(SUPPLIED PASSAGE)

I made this video on the course I took this semester called NGWN 410: High Desert Installations. It was entirely shot using a Canon A560 hacked with a scripted intervalometer. The title comes from the device which is used to demonstrate the rotation of the earth.
Tuesday, January 3, 2012
The desert was a new and unfamiliar environment for me to explore. For 12 days we escaped the mountains, the forests, our daily obligations and responsibilities, and the monotony of structured life. We fled away from constraint into a prolonged period of artistic thought. The idea of art combined with adventure was at first fresh and novel to me, but now to me it is the obvious conclusion; it is the ultimate exercise to be released from all other concerns and to focus purely on an artistic experience. I find in this context a barrier between art and life is dropped. Not to say that the two are not connected before, but art is simply a part of life, and now art becomes life; they integrate wholly.

(End SUPPLIED PASSAGE)
(SOURCE INFORMATION)

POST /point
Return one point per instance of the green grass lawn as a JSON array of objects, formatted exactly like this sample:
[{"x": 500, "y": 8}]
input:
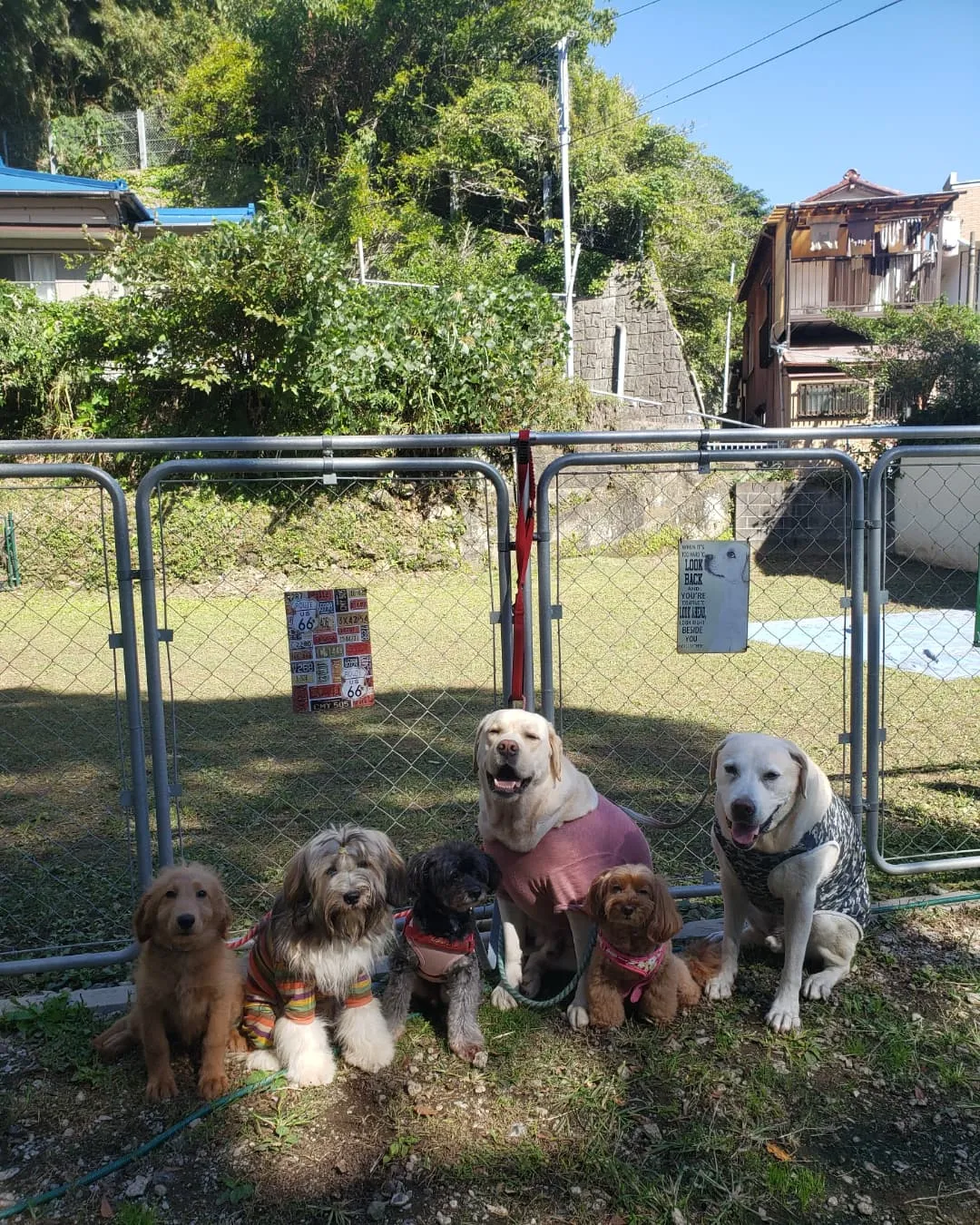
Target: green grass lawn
[
  {"x": 258, "y": 779},
  {"x": 868, "y": 1112}
]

(End SOURCE INFORMATION)

# [TASKS TO COMPLETE]
[a] Repeat the part of the post about the desert art course that begins at the words "Tuesday, January 3, 2012" and stops after the words "they integrate wholly.".
[b] Pick up the post about the desert art course after its last sentence and continue it.

# [ANSWERS BY TASK]
[a]
Tuesday, January 3, 2012
The desert was a new and unfamiliar environment for me to explore. For 12 days we escaped the mountains, the forests, our daily obligations and responsibilities, and the monotony of structured life. We fled away from constraint into a prolonged period of artistic thought. The idea of art combined with adventure was at first fresh and novel to me, but now to me it is the obvious conclusion; it is the ultimate exercise to be released from all other concerns and to focus purely on an artistic experience. I find in this context a barrier between art and life is dropped. Not to say that the two are not connected before, but art is simply a part of life, and now art becomes life; they integrate wholly.

[b]
To the casual observer the desert is the embodiment of nothingness. When I told people about this course and where we were going I would usually describe it as "the middle of nowhere." But even as I would say those words I knew in my head the ignorance of them. I believe this idiom is a symptom of urban life, in which we are under such constant bombardment of stimulus that we become conditioned to filter information out. We begin to filter so heavily that in the desert we interpret the experience as nothingness, but there is something there, we just don't let it in. When we take the time to focus our whole self on art in the desert we begin by focusing on understanding the desert itself, and slowly we realize that there is no "nothing". This process is tremendously slow. Only as we spend more time in the desert to we become less numb to the experience, and as we experience the desert more and more our art becomes more responsive to it.
I describe this process as becoming or merging with the desert. It would be truly difficult and highly demanding to complete this process, and our twelve day trip was but a short initial exposure. Even still, by being introduced to and then understanding this sort of assimilation we can begin to apply it to other environments: forests, plains, farms, cities, even the cosmos beyond our pale blue dot.